╭─ Records
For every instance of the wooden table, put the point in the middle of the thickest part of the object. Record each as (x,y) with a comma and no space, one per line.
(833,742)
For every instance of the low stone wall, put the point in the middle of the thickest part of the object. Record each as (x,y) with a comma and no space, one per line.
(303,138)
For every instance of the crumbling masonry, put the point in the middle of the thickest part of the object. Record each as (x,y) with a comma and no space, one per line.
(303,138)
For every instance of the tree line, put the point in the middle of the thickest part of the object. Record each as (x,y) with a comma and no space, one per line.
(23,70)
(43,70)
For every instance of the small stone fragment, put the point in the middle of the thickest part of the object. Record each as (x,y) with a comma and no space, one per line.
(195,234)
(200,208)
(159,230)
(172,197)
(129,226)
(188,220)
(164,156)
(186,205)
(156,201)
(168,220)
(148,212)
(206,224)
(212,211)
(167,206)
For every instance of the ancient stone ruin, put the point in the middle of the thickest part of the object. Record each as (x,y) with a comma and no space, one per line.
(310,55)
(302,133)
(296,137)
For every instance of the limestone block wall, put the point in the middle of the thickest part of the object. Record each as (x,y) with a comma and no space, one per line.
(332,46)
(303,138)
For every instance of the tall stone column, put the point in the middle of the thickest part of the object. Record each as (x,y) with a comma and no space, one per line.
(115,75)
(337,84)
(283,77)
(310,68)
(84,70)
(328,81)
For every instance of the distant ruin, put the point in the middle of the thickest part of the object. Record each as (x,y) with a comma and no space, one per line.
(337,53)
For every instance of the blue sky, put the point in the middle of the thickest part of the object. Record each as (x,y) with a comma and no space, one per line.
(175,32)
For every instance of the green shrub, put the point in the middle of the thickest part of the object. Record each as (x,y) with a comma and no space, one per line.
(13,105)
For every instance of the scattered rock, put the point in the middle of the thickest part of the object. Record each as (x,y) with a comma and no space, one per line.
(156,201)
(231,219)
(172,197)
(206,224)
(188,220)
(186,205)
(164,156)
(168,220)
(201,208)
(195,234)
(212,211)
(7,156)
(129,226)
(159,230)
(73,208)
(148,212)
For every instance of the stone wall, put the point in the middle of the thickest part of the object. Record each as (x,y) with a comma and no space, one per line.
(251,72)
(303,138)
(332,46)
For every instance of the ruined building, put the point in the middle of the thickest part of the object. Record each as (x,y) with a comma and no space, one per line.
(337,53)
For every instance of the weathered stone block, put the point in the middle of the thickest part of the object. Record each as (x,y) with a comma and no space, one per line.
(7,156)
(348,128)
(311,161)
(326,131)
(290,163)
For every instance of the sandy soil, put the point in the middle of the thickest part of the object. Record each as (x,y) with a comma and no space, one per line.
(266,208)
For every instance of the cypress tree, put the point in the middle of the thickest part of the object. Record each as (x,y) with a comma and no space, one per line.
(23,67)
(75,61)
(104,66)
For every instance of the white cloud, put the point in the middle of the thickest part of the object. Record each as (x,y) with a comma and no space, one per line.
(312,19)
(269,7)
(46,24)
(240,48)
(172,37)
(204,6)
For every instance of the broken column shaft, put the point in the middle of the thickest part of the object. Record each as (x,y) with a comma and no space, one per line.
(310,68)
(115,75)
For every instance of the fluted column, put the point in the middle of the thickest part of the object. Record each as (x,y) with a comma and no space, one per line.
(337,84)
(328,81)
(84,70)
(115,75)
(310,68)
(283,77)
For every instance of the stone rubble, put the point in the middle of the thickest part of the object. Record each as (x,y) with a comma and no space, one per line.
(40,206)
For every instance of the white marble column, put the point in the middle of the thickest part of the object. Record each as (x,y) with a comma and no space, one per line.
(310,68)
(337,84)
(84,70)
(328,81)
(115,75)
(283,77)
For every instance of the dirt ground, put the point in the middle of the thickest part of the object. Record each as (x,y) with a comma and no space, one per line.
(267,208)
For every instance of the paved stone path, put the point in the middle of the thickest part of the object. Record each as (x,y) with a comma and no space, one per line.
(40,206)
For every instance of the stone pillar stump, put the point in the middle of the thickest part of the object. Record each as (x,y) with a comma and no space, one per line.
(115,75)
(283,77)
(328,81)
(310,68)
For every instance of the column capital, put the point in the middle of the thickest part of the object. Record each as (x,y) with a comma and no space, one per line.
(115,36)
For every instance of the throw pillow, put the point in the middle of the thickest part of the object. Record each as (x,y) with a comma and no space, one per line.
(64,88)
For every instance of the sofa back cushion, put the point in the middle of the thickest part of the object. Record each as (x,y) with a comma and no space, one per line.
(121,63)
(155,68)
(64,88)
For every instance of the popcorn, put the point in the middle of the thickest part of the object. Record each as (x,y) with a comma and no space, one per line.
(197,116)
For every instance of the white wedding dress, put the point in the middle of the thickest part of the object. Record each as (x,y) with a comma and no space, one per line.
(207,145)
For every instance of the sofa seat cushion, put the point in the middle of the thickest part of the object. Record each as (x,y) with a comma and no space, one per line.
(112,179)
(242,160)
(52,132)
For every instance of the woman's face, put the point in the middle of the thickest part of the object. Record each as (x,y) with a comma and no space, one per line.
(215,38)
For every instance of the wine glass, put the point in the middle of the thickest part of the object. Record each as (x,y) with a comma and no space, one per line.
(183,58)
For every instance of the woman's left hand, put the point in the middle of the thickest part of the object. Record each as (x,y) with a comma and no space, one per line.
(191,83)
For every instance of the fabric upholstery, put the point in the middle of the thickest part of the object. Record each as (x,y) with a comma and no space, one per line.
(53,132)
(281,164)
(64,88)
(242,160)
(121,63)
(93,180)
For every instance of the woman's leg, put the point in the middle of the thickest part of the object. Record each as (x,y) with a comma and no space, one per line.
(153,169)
╰─
| Your task |
Retype every one of the records above, changing no character.

| Task output |
For every instance of the wooden table, put the point in the middle of the thickest part of the object. Record each as (x,y) with a comma and no space, one per line.
(833,742)
For every instance of the low stone wall, put the point in the middle of the thickest part of the object. Record each as (x,y) with a comma and no space, one per line.
(303,138)
For every instance of the crumbling masonry, put the point in the middle of the thickest part of the object. Record each as (x,y) with a comma and no space, one per line.
(303,138)
For every instance of the tree line, put the point in the middle of the thickest part of the object. Record each as (x,y) with a comma and no space, one per line.
(23,70)
(43,70)
For every instance of the small stone fragment, put the point in the middle of the thickest part of the object. Record each as (x,y) with a comma and no space, one per line.
(195,234)
(200,208)
(159,230)
(172,197)
(129,226)
(188,220)
(164,156)
(186,205)
(156,201)
(168,220)
(148,212)
(206,224)
(212,211)
(167,206)
For every instance of the ancient stone ruin, put the point in the middle of the thickest part of the object. Record each as (x,y) with a comma and no space, one per line.
(310,55)
(302,133)
(296,137)
For every instance of the limestone block wall, put the point in the middle of the thickest part of the object. Record each as (x,y) with a comma and no space, one per line.
(332,46)
(303,138)
For every instance of the tall stone column, put the point in the middle of the thickest part of the object. Record each as (x,y) with a comma and no space, one per line.
(115,75)
(337,84)
(283,77)
(310,68)
(84,70)
(328,81)
For every instance of the distant ruin, put the point in the middle of the thickest part of the object. Record each as (x,y) with a comma and no space, one per line.
(337,53)
For every instance of the blue sky, put the point in the middle of the thickest part of the object. Record each as (x,y) with a comma and no space, one per line.
(175,32)
For every instance of the green shrub, put the point in the middle of the thickest part of the object. Record each as (x,y) with a comma and no space, one per line.
(13,105)
For every instance of the scattered rock, put the point in the middle of the thickest part of the object. Record each as (x,y) with a comma and no space, one per line.
(156,201)
(231,219)
(172,197)
(206,224)
(188,220)
(186,205)
(164,156)
(168,220)
(201,208)
(195,234)
(212,211)
(7,156)
(129,226)
(159,230)
(73,208)
(148,212)
For every instance of the stone wall, put the point in the middle of the thickest part of the object. Record each as (x,y) with a comma and no space, one per line.
(251,72)
(303,138)
(332,46)
For every instance of the ruined building, put the point in the middle of the thickest part of the object. Record each as (x,y) with a comma and no space, one per line.
(337,53)
For every instance of the weathered stone block, put the point in the middle of the thickest part of the object. Record each as (x,y) with a comma and no space, one per line.
(7,156)
(348,128)
(311,161)
(326,131)
(290,163)
For every instance of the sandy soil, put the point in the middle of the thickest part of the object. Record each as (x,y) with a comma and no space, one per line.
(266,208)
For every instance of the cypress tree, put the point in the middle of the thickest part of the object. Record each as (x,y) with a comma and no space, one per line.
(23,67)
(75,61)
(104,66)
For every instance of the white cloud, put the point in the middle of the thickest part of the object. Record each as (x,y) with a comma and no space, one per line.
(312,19)
(269,7)
(46,24)
(240,48)
(172,37)
(204,6)
For every instance of the broken column shaft, put the point in the middle of the thickest part of the object. Record each as (x,y) with a comma and no space, one per line.
(310,68)
(115,75)
For every instance of the fluted column, put the point in the middle of the thickest part of the object. Record each as (x,y) with a comma and no space, one per line.
(337,84)
(328,81)
(84,70)
(115,75)
(310,68)
(283,77)
For every instance of the stone rubble, put the point in the middle of the thickest part of the object. Record each as (x,y) with a comma and no space, one per line.
(40,206)
For every instance of the white marble column, put the point in the middle of the thickest part of the object. Record each as (x,y) with a comma and no space, one per line.
(310,68)
(337,84)
(84,70)
(328,81)
(115,75)
(283,77)
For every instance of the dirt ground, put the point in the middle of the thickest part of the object. Record each as (x,y) with a comma and no space, one per line.
(267,208)
For every instance of the paved stone path, put the point in the middle of the thickest part of the object. Record each as (x,y) with a comma and no space, one per line.
(40,206)
For every instance of the stone pillar stump, put the point in the middle of the thickest part of the object. Record each as (x,y) with a comma and no space, one per line.
(115,75)
(283,77)
(328,81)
(310,68)
For every instance of the column capital, put the point in the middle of the thickest part of the object. Record each as (x,y) with a comma and no space, one per line.
(115,36)
For every instance of the throw pillow, put the point in the middle of the thickest part of the object. Record each as (x,y) with a comma and no space, one per line.
(64,88)
For every instance of the sofa back cushion, put the point in the middle of the thickest part of the object. Record each as (x,y) with a comma and no space, one per line.
(121,63)
(155,68)
(64,88)
For every instance of the popcorn, put the point in the middle of the thickest part of the object. Record each as (x,y) with a comma and no space, one per line.
(197,116)
For every instance of the white wedding dress, put the point in the middle of the thickest part of the object. Record each as (x,y) with a comma and no space, one per line.
(207,145)
For every instance of the sofa seat cushion, put the point in the middle of the thickest part of the object. Record each as (x,y) with a comma and no space, one per line.
(112,179)
(242,160)
(52,132)
For every instance of the woman's face, put the point in the middle of the thickest part of the object. Record each as (x,y) with a comma and no space, one per line.
(215,38)
For every instance of the wine glass, put the point in the middle of the thickest part of the object. Record each as (x,y) with a comma and no space, one per line.
(183,58)
For every instance of the woman's left hand, put the point in the middle of the thickest part of the object. Record each as (x,y) with a comma and no space, one per line.
(191,83)
For every instance of the fabric upholstery, put the point in the middle of the thickest part of the object. Record each as (x,y) with a comma and no space, one per line.
(53,132)
(281,164)
(64,88)
(242,160)
(121,63)
(93,180)
For every instance of the woman's leg, put the point in the middle of the thickest part of the object. Record each as (x,y) with a comma and no space, one per line.
(153,169)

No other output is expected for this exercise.